[Start of Attachment]

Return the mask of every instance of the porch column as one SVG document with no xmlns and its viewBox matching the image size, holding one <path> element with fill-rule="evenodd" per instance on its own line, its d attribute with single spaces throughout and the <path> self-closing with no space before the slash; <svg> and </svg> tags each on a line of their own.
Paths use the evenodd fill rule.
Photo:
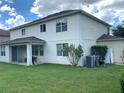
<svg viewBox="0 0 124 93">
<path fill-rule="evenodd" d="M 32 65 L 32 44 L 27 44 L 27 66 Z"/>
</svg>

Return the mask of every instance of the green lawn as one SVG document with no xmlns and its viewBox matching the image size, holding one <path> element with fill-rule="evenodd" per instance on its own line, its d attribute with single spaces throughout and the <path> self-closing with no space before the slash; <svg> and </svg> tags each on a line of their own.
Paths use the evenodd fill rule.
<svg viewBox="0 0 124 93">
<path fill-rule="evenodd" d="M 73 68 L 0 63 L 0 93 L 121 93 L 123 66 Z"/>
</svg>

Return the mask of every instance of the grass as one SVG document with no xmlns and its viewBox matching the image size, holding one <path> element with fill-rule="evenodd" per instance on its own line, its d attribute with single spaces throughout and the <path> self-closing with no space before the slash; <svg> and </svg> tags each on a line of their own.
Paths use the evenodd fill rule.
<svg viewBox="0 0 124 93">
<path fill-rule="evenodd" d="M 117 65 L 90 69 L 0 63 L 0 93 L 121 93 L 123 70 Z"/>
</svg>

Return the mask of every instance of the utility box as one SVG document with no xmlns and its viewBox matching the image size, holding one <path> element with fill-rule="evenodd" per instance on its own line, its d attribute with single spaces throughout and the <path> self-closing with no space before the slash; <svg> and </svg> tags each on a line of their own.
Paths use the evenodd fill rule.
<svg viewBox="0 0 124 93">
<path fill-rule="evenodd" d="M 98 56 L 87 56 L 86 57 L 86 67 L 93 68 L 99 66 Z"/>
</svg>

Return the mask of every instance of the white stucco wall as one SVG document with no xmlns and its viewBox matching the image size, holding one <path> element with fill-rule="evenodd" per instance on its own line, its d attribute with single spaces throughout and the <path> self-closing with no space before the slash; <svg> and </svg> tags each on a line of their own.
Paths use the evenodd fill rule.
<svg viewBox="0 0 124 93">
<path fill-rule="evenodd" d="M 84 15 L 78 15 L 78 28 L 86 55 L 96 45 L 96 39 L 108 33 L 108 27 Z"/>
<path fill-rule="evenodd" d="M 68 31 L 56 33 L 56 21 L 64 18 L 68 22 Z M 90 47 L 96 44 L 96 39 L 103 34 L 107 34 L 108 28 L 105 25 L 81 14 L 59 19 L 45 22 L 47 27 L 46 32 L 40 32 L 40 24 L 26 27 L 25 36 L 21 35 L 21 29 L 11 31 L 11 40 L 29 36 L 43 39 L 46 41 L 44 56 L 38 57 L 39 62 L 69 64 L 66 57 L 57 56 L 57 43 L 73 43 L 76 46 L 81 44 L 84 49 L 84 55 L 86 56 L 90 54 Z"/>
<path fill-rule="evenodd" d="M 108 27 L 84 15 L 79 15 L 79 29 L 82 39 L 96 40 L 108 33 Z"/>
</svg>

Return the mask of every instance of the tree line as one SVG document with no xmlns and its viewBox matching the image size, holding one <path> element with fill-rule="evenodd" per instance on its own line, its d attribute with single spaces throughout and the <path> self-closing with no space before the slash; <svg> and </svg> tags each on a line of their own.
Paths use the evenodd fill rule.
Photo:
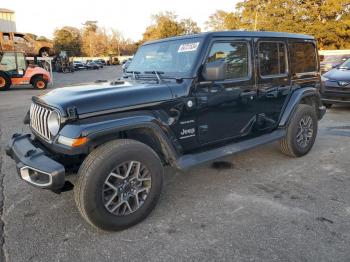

[End of Attachment]

• _Your instructions_: Exact reproduction of the entries above is required, with pictures excluded.

• _Reply to the task_:
Return the mask of every instance of the porch column as one SVG document with no xmlns and its viewBox matching the image size, holding one <path> element with fill-rule="evenodd" per instance on its own line, its d attribute with single spaces throughout and the <path> self-closing with no space before the slash; <svg> and </svg> tags each on a line of their own.
Paths use the evenodd fill rule.
Photo:
<svg viewBox="0 0 124 93">
<path fill-rule="evenodd" d="M 32 65 L 32 44 L 27 44 L 27 66 Z"/>
</svg>

Return the mask of every instance of the green lawn as one SVG document with no xmlns and its viewBox matching the image size, holding one <path> element with fill-rule="evenodd" per instance on its own line, its d attribute with single spaces throughout and the <path> self-closing with no space before the slash; <svg> and </svg> tags each on a line of their own.
Paths use the evenodd fill rule.
<svg viewBox="0 0 124 93">
<path fill-rule="evenodd" d="M 73 68 L 0 63 L 0 93 L 121 93 L 123 66 Z"/>
</svg>

Return the mask of every instance of the grass as one SVG document with no xmlns and its viewBox matching the image size, holding one <path> element with fill-rule="evenodd" per instance on its own line, its d attribute with single spaces throughout and the <path> self-closing with no space before the slash; <svg> and </svg> tags each on a line of their own.
Paths use the evenodd fill rule.
<svg viewBox="0 0 124 93">
<path fill-rule="evenodd" d="M 117 65 L 90 69 L 0 63 L 0 93 L 121 93 L 123 70 Z"/>
</svg>

Return the mask of every instance of the utility box as one SVG document with no xmlns and its viewBox matching the image size, holding one <path> element with fill-rule="evenodd" per instance on its own line, its d attribute with single spaces throughout and the <path> self-closing with no space before the slash; <svg> and </svg> tags each on a line of their own.
Paths use the evenodd fill rule.
<svg viewBox="0 0 124 93">
<path fill-rule="evenodd" d="M 98 56 L 87 56 L 86 57 L 86 67 L 93 68 L 99 66 Z"/>
</svg>

Return the mask of every instance of the white stucco wall as one SVG document with no xmlns and its viewBox matching the image size, holding one <path> element with fill-rule="evenodd" per instance on its own line, its d attribute with single spaces throughout and the <path> self-closing with no space before the slash; <svg> and </svg> tags each on a line of their own.
Paths use the evenodd fill rule.
<svg viewBox="0 0 124 93">
<path fill-rule="evenodd" d="M 84 15 L 78 15 L 78 28 L 86 55 L 96 45 L 96 39 L 108 33 L 108 27 Z"/>
<path fill-rule="evenodd" d="M 68 31 L 56 33 L 56 21 L 64 18 L 68 22 Z M 90 47 L 96 44 L 96 39 L 103 34 L 107 34 L 108 28 L 105 25 L 81 14 L 59 19 L 45 22 L 47 27 L 46 32 L 40 32 L 40 24 L 26 27 L 25 36 L 21 35 L 21 29 L 11 31 L 11 40 L 29 36 L 43 39 L 46 41 L 44 56 L 38 57 L 39 62 L 69 64 L 66 57 L 57 56 L 57 43 L 73 43 L 76 46 L 81 44 L 84 49 L 84 55 L 86 56 L 90 54 Z"/>
<path fill-rule="evenodd" d="M 108 27 L 84 15 L 79 15 L 79 29 L 82 39 L 96 40 L 108 33 Z"/>
</svg>

Return the mask of every instance of the tree line as one SVG document with no xmlns and its viewBox matching the image size, holding one <path> element with fill-rule="evenodd" per instance on its own line, its d attribute with single spaces throughout and the <path> self-closing with no space before the slash; <svg> and </svg> tags each on a line of their own.
Paths use the evenodd fill rule.
Photo:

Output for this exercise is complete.